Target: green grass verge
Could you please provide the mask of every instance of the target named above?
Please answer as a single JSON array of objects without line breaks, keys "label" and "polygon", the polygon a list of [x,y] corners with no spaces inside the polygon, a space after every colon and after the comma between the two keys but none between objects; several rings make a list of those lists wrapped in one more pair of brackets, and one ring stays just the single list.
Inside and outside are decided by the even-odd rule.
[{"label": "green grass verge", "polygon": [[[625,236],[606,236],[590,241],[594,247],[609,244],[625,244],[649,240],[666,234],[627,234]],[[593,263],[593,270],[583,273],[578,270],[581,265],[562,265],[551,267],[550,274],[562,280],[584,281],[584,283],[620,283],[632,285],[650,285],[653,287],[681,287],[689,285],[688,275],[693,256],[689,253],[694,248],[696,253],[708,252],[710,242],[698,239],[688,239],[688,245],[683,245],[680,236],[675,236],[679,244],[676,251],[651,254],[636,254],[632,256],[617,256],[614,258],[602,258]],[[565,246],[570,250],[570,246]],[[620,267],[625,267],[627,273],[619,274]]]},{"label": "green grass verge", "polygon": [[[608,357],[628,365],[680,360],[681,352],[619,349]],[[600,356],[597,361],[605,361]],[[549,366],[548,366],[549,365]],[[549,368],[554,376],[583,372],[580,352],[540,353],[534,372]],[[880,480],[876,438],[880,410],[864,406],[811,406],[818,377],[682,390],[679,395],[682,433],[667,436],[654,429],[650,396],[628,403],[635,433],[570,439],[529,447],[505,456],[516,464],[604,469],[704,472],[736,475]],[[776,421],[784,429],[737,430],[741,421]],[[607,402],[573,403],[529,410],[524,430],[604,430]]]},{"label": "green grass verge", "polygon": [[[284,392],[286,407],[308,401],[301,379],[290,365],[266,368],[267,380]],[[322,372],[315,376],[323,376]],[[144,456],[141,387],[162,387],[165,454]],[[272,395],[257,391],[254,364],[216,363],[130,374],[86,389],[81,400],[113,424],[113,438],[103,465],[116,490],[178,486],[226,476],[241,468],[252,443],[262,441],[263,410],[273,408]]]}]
========
Output every line of the data above verbatim, changing nothing.

Target: green grass verge
Could you please provide the mask of every instance of the target named above?
Please answer as a single JSON array of objects without line breaks, keys "label" and "polygon", the polygon a list of [x,y] corners with no spaces inside the polygon, a space after every colon and after the comma between the two keys but none between objects; several rings make a list of those lists wrapped in one more pair of brackets, and one ring stays just the single list.
Inside and outside are decided by the even-odd rule.
[{"label": "green grass verge", "polygon": [[[625,236],[606,236],[590,241],[594,247],[609,244],[625,244],[649,240],[666,234],[627,234]],[[593,263],[593,270],[583,273],[578,270],[581,265],[562,265],[551,267],[550,274],[562,280],[584,281],[584,283],[620,283],[632,285],[650,285],[653,287],[681,287],[689,285],[688,275],[693,256],[689,253],[694,248],[696,253],[708,252],[710,242],[698,239],[688,239],[688,245],[683,245],[680,236],[675,236],[679,244],[676,251],[651,254],[636,254],[632,256],[617,256],[614,258],[602,258]],[[565,246],[570,250],[570,246]],[[620,267],[625,267],[627,273],[619,274]]]},{"label": "green grass verge", "polygon": [[[608,357],[628,365],[680,360],[681,352],[619,349]],[[600,356],[597,361],[605,361]],[[549,366],[548,366],[549,365]],[[549,368],[554,376],[583,372],[580,352],[540,353],[534,372]],[[880,480],[876,438],[880,410],[864,406],[811,406],[818,377],[682,390],[679,395],[682,433],[667,436],[654,429],[650,396],[628,403],[635,433],[570,439],[529,447],[505,456],[516,464],[604,469],[704,472],[736,475]],[[776,421],[784,429],[737,430],[741,421]],[[607,402],[573,403],[529,410],[524,430],[604,430]]]},{"label": "green grass verge", "polygon": [[[284,392],[286,407],[308,401],[301,379],[290,365],[266,368],[267,380]],[[322,372],[315,376],[323,376]],[[144,456],[141,387],[162,387],[165,454]],[[272,395],[257,391],[254,364],[216,363],[130,374],[86,389],[81,400],[113,424],[113,438],[103,465],[116,490],[178,486],[226,476],[241,468],[252,443],[262,441],[263,410],[273,408]]]}]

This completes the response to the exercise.